• PARTS OF THE EXERCISE:
1 > Copy the passage of the tip-war article between "Battle lines in" and "amended tip-sharing regulations.", inclusive.
2 > Translate this sentence from the tip-war article into Spanish: "Wynn dealers are pinning much of their hope on the freshman assemblyman."
3 > According to the tip-war article, who convened the March 5 hearing?

• ARTICLE:

Battle lines in tip war shift to Carson City

Audience members at a March 5 hearing convened by Labor Commissioner Michael Tanchek quickly grew ornery when they learned that the subject of tip redistribution at Wynn Las Vegas had been taken off the agenda. „This is really an outrage,“ fumed one attendee at the Grant Sawyer Building, where a video feed connected attendees to the main hearing site, in Carson City.

That’s where Assemblyman Bob Beers, R-Henderson, has introduced a bill to stop appropriation of tip money by casino management. „Because statutes supersede regulation,“ Tanchek spokeswoman Amanda Penn explained, the commissioner had decided to postpone consideration of amended tip-sharing regulations.

Wynn dealers are pinning much of their hope on the freshman assemblyman. Beers wants to put an end to Steve Wynn’s practice, initiated last fall, of using dealers‘ tips in order to augment the salaries of pit bosses. While current Nevada law doesn’t codify specific employee classes who are or aren’t subject to tip pooling, Beers says his bill is carefully crafted. „No unintended consequences could possibly come from it if it’s put together the way I want it to be,“ said Beers, who reports bipartisan support for his bill in both houses of the Legislature.

• Dataset items:
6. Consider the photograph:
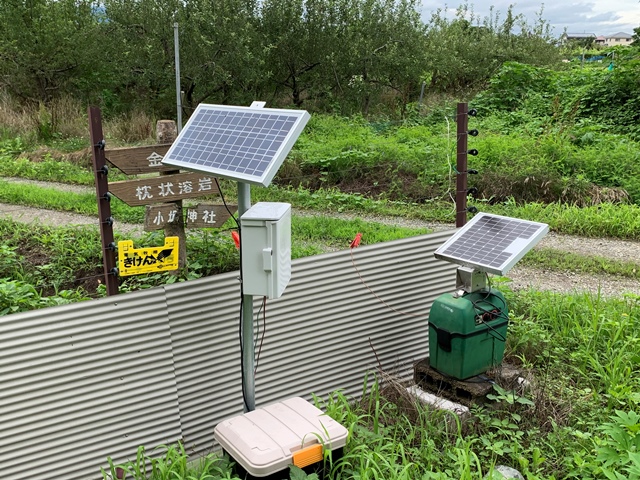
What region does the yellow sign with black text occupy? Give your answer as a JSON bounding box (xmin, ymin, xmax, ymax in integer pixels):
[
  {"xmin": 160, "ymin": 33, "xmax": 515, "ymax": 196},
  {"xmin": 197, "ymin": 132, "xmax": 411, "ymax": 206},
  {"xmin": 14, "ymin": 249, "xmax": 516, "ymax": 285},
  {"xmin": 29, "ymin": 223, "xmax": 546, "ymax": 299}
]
[{"xmin": 118, "ymin": 237, "xmax": 179, "ymax": 276}]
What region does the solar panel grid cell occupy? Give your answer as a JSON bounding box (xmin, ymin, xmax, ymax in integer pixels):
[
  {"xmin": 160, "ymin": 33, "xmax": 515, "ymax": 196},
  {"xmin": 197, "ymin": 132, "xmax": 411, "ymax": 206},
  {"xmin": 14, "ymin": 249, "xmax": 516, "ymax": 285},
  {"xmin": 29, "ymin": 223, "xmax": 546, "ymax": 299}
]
[
  {"xmin": 436, "ymin": 214, "xmax": 548, "ymax": 274},
  {"xmin": 163, "ymin": 104, "xmax": 309, "ymax": 185}
]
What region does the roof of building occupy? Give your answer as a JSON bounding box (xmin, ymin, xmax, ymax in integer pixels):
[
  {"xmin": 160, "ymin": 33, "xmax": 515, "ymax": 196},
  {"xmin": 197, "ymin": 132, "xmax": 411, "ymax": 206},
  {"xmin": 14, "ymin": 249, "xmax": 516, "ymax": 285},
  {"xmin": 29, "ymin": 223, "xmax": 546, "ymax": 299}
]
[
  {"xmin": 607, "ymin": 32, "xmax": 633, "ymax": 38},
  {"xmin": 566, "ymin": 33, "xmax": 596, "ymax": 38}
]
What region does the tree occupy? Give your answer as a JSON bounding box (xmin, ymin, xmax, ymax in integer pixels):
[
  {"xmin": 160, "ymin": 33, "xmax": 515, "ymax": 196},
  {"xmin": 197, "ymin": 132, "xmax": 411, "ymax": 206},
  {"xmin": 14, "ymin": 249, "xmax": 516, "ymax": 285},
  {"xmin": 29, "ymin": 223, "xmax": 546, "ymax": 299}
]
[
  {"xmin": 631, "ymin": 27, "xmax": 640, "ymax": 47},
  {"xmin": 0, "ymin": 0, "xmax": 101, "ymax": 103}
]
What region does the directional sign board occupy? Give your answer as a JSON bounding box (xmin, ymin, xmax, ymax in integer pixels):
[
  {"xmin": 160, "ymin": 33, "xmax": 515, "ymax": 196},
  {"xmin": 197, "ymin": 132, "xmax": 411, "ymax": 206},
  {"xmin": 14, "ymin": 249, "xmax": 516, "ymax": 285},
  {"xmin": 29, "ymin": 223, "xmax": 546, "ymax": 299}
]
[
  {"xmin": 434, "ymin": 213, "xmax": 549, "ymax": 275},
  {"xmin": 109, "ymin": 173, "xmax": 220, "ymax": 206},
  {"xmin": 118, "ymin": 237, "xmax": 179, "ymax": 276},
  {"xmin": 144, "ymin": 203, "xmax": 238, "ymax": 232},
  {"xmin": 184, "ymin": 203, "xmax": 238, "ymax": 228},
  {"xmin": 105, "ymin": 144, "xmax": 176, "ymax": 175},
  {"xmin": 162, "ymin": 103, "xmax": 310, "ymax": 187}
]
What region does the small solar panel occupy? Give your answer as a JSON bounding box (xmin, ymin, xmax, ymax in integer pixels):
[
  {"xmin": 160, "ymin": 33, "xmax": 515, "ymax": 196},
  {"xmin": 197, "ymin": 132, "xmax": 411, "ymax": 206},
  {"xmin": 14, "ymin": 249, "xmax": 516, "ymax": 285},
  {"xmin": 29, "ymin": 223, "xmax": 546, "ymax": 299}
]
[
  {"xmin": 162, "ymin": 103, "xmax": 309, "ymax": 187},
  {"xmin": 435, "ymin": 213, "xmax": 549, "ymax": 275}
]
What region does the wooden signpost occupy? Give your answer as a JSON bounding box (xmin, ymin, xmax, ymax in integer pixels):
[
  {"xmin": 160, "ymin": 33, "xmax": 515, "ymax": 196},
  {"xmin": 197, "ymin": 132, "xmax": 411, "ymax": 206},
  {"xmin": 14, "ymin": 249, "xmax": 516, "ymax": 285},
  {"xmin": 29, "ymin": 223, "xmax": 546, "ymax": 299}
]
[
  {"xmin": 89, "ymin": 112, "xmax": 237, "ymax": 284},
  {"xmin": 109, "ymin": 173, "xmax": 220, "ymax": 207},
  {"xmin": 105, "ymin": 144, "xmax": 176, "ymax": 175},
  {"xmin": 144, "ymin": 203, "xmax": 238, "ymax": 232}
]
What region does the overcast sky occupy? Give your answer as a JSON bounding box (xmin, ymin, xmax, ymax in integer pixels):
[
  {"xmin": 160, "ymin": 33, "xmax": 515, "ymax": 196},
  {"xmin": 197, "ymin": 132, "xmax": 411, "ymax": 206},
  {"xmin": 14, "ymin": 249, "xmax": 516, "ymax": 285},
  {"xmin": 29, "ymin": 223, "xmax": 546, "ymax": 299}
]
[{"xmin": 422, "ymin": 0, "xmax": 640, "ymax": 37}]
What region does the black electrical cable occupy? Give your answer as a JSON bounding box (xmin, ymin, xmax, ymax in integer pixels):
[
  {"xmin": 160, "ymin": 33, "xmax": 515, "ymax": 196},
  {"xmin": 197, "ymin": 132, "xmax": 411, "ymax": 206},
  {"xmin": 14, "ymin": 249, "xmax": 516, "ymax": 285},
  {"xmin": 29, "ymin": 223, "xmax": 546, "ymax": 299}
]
[
  {"xmin": 471, "ymin": 272, "xmax": 509, "ymax": 342},
  {"xmin": 253, "ymin": 296, "xmax": 267, "ymax": 376},
  {"xmin": 214, "ymin": 177, "xmax": 249, "ymax": 412}
]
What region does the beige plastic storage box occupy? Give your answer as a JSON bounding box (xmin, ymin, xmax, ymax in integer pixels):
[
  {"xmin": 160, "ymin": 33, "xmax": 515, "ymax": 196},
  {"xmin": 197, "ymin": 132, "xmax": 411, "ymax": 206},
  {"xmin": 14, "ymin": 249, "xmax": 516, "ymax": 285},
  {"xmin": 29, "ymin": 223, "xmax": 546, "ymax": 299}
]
[{"xmin": 214, "ymin": 397, "xmax": 348, "ymax": 478}]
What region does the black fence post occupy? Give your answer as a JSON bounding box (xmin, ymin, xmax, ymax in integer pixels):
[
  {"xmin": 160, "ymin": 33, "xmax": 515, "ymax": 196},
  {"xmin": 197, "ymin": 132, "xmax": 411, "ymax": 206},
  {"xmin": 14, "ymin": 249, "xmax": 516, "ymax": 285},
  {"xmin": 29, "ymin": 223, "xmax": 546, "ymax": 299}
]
[
  {"xmin": 456, "ymin": 103, "xmax": 469, "ymax": 228},
  {"xmin": 89, "ymin": 107, "xmax": 118, "ymax": 296}
]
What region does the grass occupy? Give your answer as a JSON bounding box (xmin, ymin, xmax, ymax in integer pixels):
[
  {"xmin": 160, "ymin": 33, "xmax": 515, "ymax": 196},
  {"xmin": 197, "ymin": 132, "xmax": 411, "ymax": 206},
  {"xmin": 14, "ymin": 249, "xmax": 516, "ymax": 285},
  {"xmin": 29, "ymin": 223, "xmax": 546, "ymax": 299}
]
[{"xmin": 520, "ymin": 248, "xmax": 640, "ymax": 279}]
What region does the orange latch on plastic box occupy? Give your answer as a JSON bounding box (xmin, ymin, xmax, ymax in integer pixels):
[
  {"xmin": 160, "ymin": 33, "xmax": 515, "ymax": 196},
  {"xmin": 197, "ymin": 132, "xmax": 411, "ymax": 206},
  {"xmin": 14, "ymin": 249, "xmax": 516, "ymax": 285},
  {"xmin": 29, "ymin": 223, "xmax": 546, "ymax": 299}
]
[{"xmin": 292, "ymin": 444, "xmax": 322, "ymax": 468}]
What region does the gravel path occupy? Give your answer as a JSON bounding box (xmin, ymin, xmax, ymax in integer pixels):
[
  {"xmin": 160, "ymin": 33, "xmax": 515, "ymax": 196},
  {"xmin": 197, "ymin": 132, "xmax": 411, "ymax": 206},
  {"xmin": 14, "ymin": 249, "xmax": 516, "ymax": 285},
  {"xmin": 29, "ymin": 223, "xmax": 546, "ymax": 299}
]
[{"xmin": 0, "ymin": 178, "xmax": 640, "ymax": 296}]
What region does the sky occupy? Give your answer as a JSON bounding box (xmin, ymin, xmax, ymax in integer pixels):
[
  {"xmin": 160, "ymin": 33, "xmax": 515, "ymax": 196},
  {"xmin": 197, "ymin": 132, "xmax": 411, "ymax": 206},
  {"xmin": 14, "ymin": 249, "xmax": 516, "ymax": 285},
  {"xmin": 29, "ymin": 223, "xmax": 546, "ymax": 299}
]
[{"xmin": 422, "ymin": 0, "xmax": 640, "ymax": 37}]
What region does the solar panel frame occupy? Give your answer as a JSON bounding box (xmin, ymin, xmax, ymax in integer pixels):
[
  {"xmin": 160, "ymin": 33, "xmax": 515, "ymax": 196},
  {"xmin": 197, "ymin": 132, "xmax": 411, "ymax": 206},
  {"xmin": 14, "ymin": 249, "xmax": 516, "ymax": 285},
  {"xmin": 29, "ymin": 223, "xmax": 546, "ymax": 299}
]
[
  {"xmin": 434, "ymin": 213, "xmax": 549, "ymax": 275},
  {"xmin": 162, "ymin": 103, "xmax": 310, "ymax": 187}
]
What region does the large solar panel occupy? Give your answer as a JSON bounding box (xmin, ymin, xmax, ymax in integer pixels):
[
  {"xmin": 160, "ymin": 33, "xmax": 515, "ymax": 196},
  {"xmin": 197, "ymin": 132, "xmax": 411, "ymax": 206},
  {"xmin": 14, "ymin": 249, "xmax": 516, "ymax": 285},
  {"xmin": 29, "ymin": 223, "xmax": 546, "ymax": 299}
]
[
  {"xmin": 435, "ymin": 213, "xmax": 549, "ymax": 275},
  {"xmin": 162, "ymin": 103, "xmax": 309, "ymax": 187}
]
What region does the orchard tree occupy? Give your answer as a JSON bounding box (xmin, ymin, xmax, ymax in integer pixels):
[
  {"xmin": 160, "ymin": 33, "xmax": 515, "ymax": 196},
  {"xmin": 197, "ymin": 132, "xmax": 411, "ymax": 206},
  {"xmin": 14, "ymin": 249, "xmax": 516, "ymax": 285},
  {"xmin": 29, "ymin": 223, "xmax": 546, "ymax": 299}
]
[
  {"xmin": 0, "ymin": 0, "xmax": 101, "ymax": 104},
  {"xmin": 631, "ymin": 27, "xmax": 640, "ymax": 47}
]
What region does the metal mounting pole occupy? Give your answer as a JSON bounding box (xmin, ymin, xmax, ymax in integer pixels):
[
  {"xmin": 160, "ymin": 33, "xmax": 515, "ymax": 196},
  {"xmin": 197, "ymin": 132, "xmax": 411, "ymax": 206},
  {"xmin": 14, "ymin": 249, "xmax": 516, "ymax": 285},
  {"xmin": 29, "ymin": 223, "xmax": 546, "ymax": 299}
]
[
  {"xmin": 173, "ymin": 22, "xmax": 182, "ymax": 133},
  {"xmin": 456, "ymin": 103, "xmax": 469, "ymax": 228},
  {"xmin": 238, "ymin": 182, "xmax": 256, "ymax": 412}
]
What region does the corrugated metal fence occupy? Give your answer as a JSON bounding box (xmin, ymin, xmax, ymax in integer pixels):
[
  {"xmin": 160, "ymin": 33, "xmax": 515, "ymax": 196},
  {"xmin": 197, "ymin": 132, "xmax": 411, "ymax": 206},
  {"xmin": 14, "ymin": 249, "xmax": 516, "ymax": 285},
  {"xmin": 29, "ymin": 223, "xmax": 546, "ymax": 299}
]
[{"xmin": 0, "ymin": 232, "xmax": 455, "ymax": 480}]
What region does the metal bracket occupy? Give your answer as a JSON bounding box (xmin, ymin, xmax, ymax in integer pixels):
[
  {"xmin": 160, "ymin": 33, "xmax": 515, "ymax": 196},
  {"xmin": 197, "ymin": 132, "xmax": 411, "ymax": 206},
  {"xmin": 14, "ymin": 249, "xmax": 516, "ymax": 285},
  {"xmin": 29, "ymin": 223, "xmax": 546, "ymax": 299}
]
[{"xmin": 456, "ymin": 267, "xmax": 487, "ymax": 293}]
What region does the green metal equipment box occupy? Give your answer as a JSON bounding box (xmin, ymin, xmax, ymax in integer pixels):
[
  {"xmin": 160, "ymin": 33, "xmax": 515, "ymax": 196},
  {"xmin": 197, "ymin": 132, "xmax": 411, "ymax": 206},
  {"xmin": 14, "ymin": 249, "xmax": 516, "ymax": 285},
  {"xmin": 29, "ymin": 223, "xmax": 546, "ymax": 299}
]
[{"xmin": 429, "ymin": 288, "xmax": 509, "ymax": 380}]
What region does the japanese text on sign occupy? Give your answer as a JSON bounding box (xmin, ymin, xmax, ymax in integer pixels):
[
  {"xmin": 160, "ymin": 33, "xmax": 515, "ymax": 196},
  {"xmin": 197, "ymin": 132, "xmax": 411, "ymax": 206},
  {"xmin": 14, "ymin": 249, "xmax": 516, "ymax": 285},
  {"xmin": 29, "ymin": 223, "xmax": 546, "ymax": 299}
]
[{"xmin": 118, "ymin": 237, "xmax": 179, "ymax": 276}]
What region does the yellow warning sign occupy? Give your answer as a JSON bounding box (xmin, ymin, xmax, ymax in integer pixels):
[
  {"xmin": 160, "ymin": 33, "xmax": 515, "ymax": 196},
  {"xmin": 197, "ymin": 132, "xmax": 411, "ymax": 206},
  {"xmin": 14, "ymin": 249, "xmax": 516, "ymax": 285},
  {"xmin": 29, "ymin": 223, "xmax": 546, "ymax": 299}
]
[{"xmin": 118, "ymin": 237, "xmax": 178, "ymax": 276}]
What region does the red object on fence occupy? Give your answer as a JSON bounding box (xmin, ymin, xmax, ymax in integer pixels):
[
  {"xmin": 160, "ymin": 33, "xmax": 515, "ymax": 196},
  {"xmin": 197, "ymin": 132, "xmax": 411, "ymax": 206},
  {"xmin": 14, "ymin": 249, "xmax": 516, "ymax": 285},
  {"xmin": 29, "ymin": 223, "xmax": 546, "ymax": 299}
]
[
  {"xmin": 231, "ymin": 230, "xmax": 240, "ymax": 250},
  {"xmin": 349, "ymin": 233, "xmax": 362, "ymax": 248}
]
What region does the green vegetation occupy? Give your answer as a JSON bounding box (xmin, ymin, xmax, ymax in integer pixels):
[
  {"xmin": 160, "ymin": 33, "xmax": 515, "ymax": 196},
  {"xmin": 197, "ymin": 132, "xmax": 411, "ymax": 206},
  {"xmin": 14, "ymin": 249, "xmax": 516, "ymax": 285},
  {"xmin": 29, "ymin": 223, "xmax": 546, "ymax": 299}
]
[
  {"xmin": 520, "ymin": 248, "xmax": 640, "ymax": 279},
  {"xmin": 0, "ymin": 5, "xmax": 640, "ymax": 480},
  {"xmin": 0, "ymin": 0, "xmax": 559, "ymax": 118}
]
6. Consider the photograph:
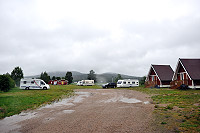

• TASK-BY-TASK ANSWERS:
1 >
Battle lines in tip war shift to Carson City

Audience members at a March 5 hearing convened by Labor Commissioner Michael Tanchek quickly grew ornery when they learned that the subject of tip redistribution at Wynn Las Vegas had been taken off the agenda. „This is really an outrage,“ fumed one attendee at the Grant Sawyer Building, where a video feed connected attendees to the main hearing site, in Carson City.

That’s where Assemblyman Bob Beers, R-Henderson, has introduced a bill to stop appropriation of tip money by casino management. „Because statutes supersede regulation,“ Tanchek spokeswoman Amanda Penn explained, the commissioner had decided to postpone consideration of amended tip-sharing regulations.

2 > Los crupieres de Wynn tienen puestas muchas de sus esperanzas en el asambleísta novato.

3 > Labor Commissioner Michael Tanchek.